Records contained in a dataset:
= = = = =
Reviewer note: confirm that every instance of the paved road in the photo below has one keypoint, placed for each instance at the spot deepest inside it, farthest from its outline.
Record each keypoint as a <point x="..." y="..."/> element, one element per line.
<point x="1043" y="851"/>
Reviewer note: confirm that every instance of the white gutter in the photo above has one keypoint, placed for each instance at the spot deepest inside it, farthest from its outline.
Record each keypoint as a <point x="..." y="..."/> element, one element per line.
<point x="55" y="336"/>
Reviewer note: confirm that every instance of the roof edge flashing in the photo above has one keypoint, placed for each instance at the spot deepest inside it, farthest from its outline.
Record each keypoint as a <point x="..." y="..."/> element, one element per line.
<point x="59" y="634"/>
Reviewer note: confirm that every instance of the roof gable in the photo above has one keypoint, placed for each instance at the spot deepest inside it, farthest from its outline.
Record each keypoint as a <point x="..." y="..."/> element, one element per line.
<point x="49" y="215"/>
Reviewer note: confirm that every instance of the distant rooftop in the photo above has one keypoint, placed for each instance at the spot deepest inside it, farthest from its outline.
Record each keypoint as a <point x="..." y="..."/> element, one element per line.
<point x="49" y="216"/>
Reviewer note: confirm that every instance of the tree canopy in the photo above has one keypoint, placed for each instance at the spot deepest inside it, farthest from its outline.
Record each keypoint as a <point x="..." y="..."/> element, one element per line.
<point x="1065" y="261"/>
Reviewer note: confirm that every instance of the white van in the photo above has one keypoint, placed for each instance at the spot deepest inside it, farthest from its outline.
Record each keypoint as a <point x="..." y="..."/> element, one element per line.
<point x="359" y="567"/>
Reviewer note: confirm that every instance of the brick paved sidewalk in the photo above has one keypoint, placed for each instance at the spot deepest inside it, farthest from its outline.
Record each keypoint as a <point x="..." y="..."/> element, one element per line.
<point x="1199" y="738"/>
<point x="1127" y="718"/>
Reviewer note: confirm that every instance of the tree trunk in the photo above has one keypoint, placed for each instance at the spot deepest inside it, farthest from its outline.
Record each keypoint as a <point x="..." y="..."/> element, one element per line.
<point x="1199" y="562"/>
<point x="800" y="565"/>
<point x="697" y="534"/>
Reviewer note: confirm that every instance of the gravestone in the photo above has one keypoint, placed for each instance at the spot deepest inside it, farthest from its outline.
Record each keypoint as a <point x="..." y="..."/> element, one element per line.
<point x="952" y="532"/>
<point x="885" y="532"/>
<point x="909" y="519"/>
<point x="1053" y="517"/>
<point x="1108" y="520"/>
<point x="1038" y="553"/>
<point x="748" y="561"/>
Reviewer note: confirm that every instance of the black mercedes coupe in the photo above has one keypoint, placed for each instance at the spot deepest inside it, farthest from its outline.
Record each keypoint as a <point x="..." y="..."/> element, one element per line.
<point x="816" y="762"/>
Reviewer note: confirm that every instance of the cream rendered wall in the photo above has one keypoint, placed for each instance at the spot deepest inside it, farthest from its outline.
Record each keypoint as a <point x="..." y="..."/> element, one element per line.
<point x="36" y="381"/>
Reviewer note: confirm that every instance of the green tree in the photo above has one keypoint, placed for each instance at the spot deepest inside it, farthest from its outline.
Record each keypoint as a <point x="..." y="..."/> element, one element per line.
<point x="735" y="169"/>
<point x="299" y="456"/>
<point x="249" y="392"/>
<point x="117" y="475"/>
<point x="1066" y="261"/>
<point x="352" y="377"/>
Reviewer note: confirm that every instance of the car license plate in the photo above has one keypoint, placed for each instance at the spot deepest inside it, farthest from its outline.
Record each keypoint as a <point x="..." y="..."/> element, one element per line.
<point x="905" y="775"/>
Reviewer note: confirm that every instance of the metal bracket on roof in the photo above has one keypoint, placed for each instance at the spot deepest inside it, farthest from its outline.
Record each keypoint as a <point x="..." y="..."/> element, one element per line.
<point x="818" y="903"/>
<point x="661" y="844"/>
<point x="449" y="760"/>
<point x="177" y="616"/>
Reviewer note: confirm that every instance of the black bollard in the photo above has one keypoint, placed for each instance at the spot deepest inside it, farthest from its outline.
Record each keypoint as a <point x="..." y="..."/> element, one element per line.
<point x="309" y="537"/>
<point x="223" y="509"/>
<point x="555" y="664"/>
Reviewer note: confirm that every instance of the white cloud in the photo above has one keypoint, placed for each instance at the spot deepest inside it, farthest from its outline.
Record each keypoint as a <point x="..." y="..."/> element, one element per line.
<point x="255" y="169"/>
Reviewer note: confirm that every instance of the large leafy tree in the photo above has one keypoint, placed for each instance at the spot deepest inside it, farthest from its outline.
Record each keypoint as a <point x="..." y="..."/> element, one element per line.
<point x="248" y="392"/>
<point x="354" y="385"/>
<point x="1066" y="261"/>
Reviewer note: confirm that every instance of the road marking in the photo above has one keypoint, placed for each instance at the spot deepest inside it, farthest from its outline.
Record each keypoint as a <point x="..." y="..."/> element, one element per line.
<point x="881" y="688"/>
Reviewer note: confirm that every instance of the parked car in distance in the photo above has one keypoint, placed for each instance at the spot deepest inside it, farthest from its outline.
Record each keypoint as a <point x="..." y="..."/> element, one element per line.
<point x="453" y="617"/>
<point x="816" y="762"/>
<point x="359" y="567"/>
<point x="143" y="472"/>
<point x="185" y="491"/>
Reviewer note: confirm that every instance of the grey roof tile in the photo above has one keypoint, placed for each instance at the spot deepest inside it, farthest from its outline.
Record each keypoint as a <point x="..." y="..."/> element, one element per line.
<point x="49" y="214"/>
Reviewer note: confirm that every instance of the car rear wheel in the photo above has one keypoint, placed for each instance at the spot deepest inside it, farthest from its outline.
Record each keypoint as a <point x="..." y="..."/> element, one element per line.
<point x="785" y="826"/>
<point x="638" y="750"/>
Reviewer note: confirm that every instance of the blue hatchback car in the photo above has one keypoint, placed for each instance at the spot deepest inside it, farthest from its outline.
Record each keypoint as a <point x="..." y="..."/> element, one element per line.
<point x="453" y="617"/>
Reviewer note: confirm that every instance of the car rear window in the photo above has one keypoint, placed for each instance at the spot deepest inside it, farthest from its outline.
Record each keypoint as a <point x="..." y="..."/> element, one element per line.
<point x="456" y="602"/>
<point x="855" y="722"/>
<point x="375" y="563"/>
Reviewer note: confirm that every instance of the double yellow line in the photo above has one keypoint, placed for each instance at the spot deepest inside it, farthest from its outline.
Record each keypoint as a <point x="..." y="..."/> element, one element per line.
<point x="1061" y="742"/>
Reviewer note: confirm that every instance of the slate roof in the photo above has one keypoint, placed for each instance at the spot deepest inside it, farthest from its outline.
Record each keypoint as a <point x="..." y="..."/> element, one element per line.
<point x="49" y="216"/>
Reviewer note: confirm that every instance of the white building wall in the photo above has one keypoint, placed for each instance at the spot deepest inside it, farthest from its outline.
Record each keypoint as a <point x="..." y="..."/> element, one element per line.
= = = = =
To do -
Your answer must be an exact copy of all the entries.

Answer space -
Reviewer note: confirm that every instance of the paved road in the photo below has one keypoint, placed for each instance at the spot deepest inside it, farthest from its outline.
Record each keypoint as a <point x="..." y="..."/> element, one element per line.
<point x="1043" y="851"/>
Reviewer note: confirm that every instance of the white gutter in the photo above has one keypoint, placed for each instance at the spot deepest inside it, farthest from its outline.
Record each keypoint as a <point x="..." y="..."/> element, one element per line.
<point x="55" y="336"/>
Reviewer note: confirm that every instance of the roof edge flashing in the photo above has one keypoint, placed for each instance at the spot deepest inside it, farthest from its outline.
Record each keypoint as a <point x="..." y="..."/> element, one element per line.
<point x="59" y="634"/>
Reviewer note: confirm that every instance of the roof gable in the photo above has one keypoint, placed for each instance at the spot deepest inside it, farthest from its outline.
Record each keypoint as a <point x="..." y="..."/> element, one element per line.
<point x="49" y="215"/>
Reviewer note: confirm that every instance of the distant rooftop in the photo above has one keypoint, placed for each instance at the spot deepest inside it, farthest from its outline.
Record each keypoint as a <point x="..." y="..."/> element, one element per line.
<point x="49" y="216"/>
Reviewer note: confirm that every instance of the tree canopy in the photo above has one keypoint, placed for each instance at the spot deepest inside it, farthest from its outline.
Record each keypoint as a <point x="..." y="..."/> element, one element per line.
<point x="1065" y="261"/>
Reviewer note: confirm that every instance of the white van in the photo above has one keypoint, placed for each instance at the spot deepest inside it, farthest from its outline.
Record each keypoint as a <point x="..." y="..."/> element, one element per line.
<point x="359" y="567"/>
Reviewer note: confirm that every instance of the brick paved sidewalk in the photo above has one keypoint, placed for each instance at the spot deepest inside it, farthest from its outline.
Record each keypoint as a <point x="..." y="..."/> element, one element per line.
<point x="1199" y="738"/>
<point x="1127" y="718"/>
Reviewer note: confirm that every instance of the tree trunk in the photo above has one keypoint, placed for each instance at the spot deepest inside it, farthest from its outline.
Record each keypoint as a <point x="..." y="..."/> element, one element per line.
<point x="1199" y="562"/>
<point x="800" y="565"/>
<point x="697" y="534"/>
Reviewer note: confirm that every instance of the gravestone in the photo above has one keypoint, placed for each instance at the spot deepest inside it, farthest from its outline.
Record each keypoint as a <point x="..." y="..."/> element, one element per line.
<point x="952" y="532"/>
<point x="885" y="532"/>
<point x="909" y="519"/>
<point x="1053" y="517"/>
<point x="1108" y="520"/>
<point x="1038" y="553"/>
<point x="748" y="561"/>
Reviewer note: confirm that every instance of the black mercedes coupe in the photo above has one keypoint, placed for each instance at the spot deepest inside it, farthest from its outline.
Record each keypoint as a <point x="..." y="..."/> element, one element per line.
<point x="816" y="762"/>
Reviewer note: confirm that every instance of the cream rendered wall in the photo above has one keypoint, placed for each instance at the spot deepest inside it, farthest from its outline.
Record each keypoint as a <point x="..." y="..."/> element, one element per line.
<point x="36" y="381"/>
Reviewer note: confirm that every instance of the green tree in the photo above has one keypoint, placed for each instance at the spot deepest inside it, farthest from its outline.
Record each keypoint as a <point x="..." y="..."/> element, one element per line.
<point x="735" y="169"/>
<point x="299" y="456"/>
<point x="249" y="392"/>
<point x="117" y="475"/>
<point x="1066" y="261"/>
<point x="352" y="377"/>
Reviewer note: confirm that every instance of the car license plate in the photo above has one keypoint, placed for each instance at the spot deepest inside it, farthest from its outline.
Record each keypoint as a <point x="..." y="..."/> element, one element per line.
<point x="905" y="775"/>
Reviewer note: confirm that every instance of the metal bracket on roof in the photo above has one keypoint, placed for each instance at the spot deepest inside it, farthest from its outline.
Record each keypoint as a <point x="..." y="..."/> element, one element per line.
<point x="818" y="903"/>
<point x="661" y="844"/>
<point x="449" y="760"/>
<point x="177" y="616"/>
Reviewer note: confirm that every instance of the black bollard in the photo above has one keypoint, placed for each instance at the spot deepest inside it, farthest from its outline.
Record each keypoint as a <point x="..." y="..."/> element, one element per line.
<point x="309" y="537"/>
<point x="223" y="509"/>
<point x="555" y="664"/>
Reviewer note: confirm that every instance of the white cloud in the photo above has one keypoint, placed for each instance at the spot deepest inside it, farthest from its outline.
Record each keypoint as a <point x="..." y="..."/> element, one element per line.
<point x="255" y="169"/>
Reviewer note: confirm that every instance of the large leafy tree in the photo above has one keypoint, placed for each instance at the spot deepest inside it, farthest from its outline.
Record each keypoint as a <point x="..." y="..."/> element, one element per line.
<point x="248" y="392"/>
<point x="354" y="385"/>
<point x="1066" y="261"/>
Reviewer note: confirm that every instance of the road marking in the photo above has one keypoint, placed for each instance at the spot deepest inside it, farthest from its outline.
Record each keypoint as a <point x="..." y="..."/> element, one element per line.
<point x="881" y="688"/>
Reviewer note: confirm that every instance of the parked car in distance in the photo above has one keypoint, placed for each instance at the spot deepest inside it, farthest from its outline.
Record each keypoint as a <point x="..." y="..."/> element, one element per line.
<point x="453" y="617"/>
<point x="816" y="762"/>
<point x="359" y="567"/>
<point x="143" y="472"/>
<point x="185" y="491"/>
Reviewer note: confirm that every instance of the grey roof tile in the photo above has one keypoint, placed for each instance at the spot deepest inside it, farthest from its outline.
Record each keypoint as a <point x="..." y="..."/> element, one element per line.
<point x="49" y="214"/>
Reviewer note: confirm that every instance of the car rear wheel in the photo above has one keypoint, placed for each instance at the spot deepest inside it, farthest from its outline.
Record each keypoint as a <point x="..." y="..."/> element, one element per line.
<point x="785" y="826"/>
<point x="638" y="750"/>
Reviewer note: confirm that every instance of the blue hatchback car in the photo above has one keypoint, placed for each instance at the spot deepest inside it, farthest from its outline.
Record each keypoint as a <point x="..." y="..."/> element, one element per line.
<point x="453" y="617"/>
Reviewer note: confirm that every instance of the car rear window in the photo above has one keypoint, placed for each instance at the spot deepest inside it, farthest from its outline.
Record each keypoint as a <point x="..." y="..."/> element, one element per line.
<point x="456" y="602"/>
<point x="855" y="722"/>
<point x="375" y="563"/>
Reviewer note: confirm that every instance of the double yellow line in the photo above has one keypoint, placed for each instance at the spot deepest inside it, farthest from its outline.
Record each keypoint as a <point x="..." y="..."/> element, one element per line.
<point x="1061" y="742"/>
Reviewer note: confirm that every instance of the slate roof in the photo above has one keypoint, placed for each instance at the spot deepest inside it, farthest from its outline.
Record each keypoint as a <point x="..." y="..."/> element, one element per line.
<point x="49" y="216"/>
Reviewer note: confirm that every instance of the white building wall in the photo above has one keypoint, placed for each instance at the spot deepest inside it, farthest from its outline.
Record each keypoint as a <point x="..." y="..."/> element, one element per line.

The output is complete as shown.